Task:
Reproduce each of the rows below verbatim, omitting the pictures from your answer.

-- BEGIN Material for the task --

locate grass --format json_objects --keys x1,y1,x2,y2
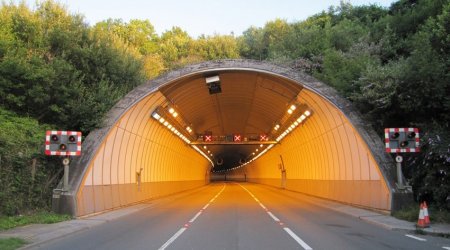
[
  {"x1": 0, "y1": 212, "x2": 71, "y2": 230},
  {"x1": 392, "y1": 204, "x2": 450, "y2": 223},
  {"x1": 0, "y1": 238, "x2": 27, "y2": 250}
]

-- END Material for the task --

Full output:
locate grass --format json_objects --keys x1,y1,x2,y2
[
  {"x1": 0, "y1": 212, "x2": 71, "y2": 230},
  {"x1": 392, "y1": 204, "x2": 450, "y2": 223},
  {"x1": 0, "y1": 238, "x2": 27, "y2": 250}
]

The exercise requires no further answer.